Assigned task » Wherever a line of the data contains "target", copy that line.

*** Opening of Input for this task ***

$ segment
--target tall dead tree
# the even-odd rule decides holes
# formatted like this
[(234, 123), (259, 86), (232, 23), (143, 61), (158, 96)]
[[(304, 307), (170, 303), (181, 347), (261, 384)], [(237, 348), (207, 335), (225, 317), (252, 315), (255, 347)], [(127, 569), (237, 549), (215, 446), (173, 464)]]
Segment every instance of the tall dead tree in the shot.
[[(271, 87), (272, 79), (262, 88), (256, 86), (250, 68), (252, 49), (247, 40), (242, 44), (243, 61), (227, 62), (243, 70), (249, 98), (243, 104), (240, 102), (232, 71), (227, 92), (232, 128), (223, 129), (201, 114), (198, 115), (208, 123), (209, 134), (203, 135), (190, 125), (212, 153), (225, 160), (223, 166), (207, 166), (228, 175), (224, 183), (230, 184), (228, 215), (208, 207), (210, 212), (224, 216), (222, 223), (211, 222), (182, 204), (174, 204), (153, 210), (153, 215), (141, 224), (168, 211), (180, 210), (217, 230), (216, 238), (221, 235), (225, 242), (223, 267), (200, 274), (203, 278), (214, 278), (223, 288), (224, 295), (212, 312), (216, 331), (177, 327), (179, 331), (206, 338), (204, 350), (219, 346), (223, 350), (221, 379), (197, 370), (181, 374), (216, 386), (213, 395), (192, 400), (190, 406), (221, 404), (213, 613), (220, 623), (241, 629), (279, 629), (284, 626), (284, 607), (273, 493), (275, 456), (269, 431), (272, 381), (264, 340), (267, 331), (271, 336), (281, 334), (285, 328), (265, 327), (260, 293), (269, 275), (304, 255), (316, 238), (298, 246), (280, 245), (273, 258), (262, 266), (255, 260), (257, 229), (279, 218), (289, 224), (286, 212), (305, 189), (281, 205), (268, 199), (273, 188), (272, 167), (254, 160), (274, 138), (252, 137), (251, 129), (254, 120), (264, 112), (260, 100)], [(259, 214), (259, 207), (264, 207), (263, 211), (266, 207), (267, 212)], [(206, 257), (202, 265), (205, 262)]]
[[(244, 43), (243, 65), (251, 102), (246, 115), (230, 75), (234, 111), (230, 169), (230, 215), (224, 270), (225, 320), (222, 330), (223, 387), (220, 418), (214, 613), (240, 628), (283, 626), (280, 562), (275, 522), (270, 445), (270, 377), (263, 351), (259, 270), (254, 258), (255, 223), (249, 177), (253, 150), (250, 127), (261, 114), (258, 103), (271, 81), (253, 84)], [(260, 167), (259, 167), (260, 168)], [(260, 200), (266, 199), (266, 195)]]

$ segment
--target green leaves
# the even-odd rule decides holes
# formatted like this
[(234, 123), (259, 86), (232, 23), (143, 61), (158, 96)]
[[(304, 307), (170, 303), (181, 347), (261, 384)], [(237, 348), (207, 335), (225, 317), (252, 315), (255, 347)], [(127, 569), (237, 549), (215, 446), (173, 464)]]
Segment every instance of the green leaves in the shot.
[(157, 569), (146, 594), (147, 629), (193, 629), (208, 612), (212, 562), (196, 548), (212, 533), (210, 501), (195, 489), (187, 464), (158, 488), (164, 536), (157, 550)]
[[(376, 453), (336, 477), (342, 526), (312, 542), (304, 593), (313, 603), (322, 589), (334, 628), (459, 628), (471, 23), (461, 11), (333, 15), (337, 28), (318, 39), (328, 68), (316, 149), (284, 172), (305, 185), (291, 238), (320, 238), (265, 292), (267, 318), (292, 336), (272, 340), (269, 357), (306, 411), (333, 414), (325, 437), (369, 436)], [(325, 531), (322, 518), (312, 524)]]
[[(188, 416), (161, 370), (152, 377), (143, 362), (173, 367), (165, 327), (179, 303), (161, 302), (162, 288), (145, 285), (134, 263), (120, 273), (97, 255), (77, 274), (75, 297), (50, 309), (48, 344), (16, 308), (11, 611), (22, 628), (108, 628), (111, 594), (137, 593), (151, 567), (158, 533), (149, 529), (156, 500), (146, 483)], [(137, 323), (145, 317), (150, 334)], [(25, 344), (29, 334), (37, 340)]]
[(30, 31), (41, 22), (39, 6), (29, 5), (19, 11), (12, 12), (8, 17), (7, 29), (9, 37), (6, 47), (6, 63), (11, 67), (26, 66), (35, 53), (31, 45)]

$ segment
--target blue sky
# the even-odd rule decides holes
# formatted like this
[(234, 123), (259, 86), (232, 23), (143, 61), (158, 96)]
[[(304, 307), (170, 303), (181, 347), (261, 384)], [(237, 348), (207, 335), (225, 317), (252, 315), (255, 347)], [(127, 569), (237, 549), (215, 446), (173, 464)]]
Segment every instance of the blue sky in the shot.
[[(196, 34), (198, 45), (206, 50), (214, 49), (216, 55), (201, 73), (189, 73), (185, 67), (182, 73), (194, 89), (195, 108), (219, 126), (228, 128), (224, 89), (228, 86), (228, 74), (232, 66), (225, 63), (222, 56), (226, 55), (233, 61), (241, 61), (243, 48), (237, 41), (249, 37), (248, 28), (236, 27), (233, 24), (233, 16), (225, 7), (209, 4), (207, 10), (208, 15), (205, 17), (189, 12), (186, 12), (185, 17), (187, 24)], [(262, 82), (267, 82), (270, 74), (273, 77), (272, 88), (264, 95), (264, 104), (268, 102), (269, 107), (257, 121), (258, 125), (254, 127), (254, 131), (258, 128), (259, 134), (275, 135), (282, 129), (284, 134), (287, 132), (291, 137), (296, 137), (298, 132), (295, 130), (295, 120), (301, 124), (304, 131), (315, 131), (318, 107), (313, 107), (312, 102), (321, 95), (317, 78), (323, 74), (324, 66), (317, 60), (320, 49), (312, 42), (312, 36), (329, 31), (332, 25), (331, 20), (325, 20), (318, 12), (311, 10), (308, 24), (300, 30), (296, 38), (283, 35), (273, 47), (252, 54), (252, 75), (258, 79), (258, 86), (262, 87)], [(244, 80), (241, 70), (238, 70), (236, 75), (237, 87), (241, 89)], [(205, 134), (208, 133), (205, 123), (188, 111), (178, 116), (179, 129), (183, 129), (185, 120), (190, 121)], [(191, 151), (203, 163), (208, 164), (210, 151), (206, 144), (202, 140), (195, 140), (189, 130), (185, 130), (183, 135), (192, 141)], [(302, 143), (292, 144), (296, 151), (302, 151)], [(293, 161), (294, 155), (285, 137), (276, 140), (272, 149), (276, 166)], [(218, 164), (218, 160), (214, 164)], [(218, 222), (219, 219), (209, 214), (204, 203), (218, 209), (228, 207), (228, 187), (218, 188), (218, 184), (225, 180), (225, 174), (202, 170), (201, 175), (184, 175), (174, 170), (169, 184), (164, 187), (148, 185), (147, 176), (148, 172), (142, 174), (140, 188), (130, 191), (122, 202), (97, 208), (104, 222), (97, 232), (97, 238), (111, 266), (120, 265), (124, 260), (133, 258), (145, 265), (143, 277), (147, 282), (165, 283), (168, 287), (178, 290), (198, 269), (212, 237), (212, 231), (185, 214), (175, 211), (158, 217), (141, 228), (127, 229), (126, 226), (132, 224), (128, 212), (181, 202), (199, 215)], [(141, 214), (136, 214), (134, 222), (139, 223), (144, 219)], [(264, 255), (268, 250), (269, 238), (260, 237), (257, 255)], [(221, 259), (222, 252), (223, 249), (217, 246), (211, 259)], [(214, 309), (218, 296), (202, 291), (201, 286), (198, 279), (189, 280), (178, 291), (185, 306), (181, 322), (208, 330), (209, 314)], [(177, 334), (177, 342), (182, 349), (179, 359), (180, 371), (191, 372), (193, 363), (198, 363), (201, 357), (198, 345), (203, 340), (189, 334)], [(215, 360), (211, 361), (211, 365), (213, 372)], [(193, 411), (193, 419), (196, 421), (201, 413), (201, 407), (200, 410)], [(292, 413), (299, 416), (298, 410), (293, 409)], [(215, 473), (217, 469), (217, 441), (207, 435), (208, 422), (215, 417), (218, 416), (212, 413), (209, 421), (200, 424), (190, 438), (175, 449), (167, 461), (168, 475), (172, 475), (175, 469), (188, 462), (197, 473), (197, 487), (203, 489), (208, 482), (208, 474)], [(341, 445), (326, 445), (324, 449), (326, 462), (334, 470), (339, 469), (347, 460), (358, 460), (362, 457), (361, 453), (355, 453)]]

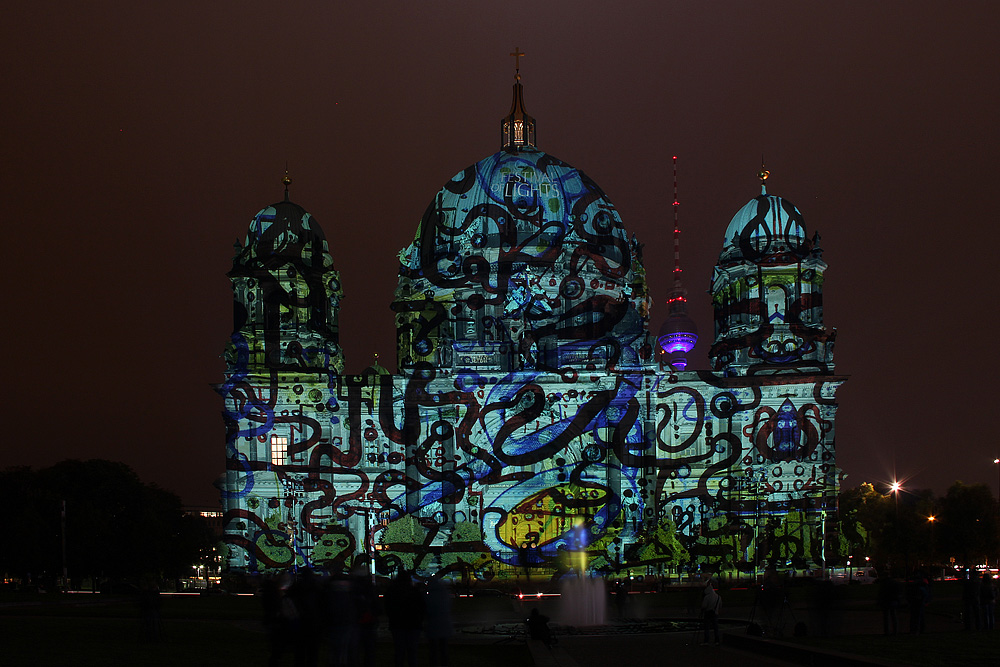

*** Close of Input for this task ***

Response to this exercise »
--target tall dead tree
--target green leaves
--target blue sky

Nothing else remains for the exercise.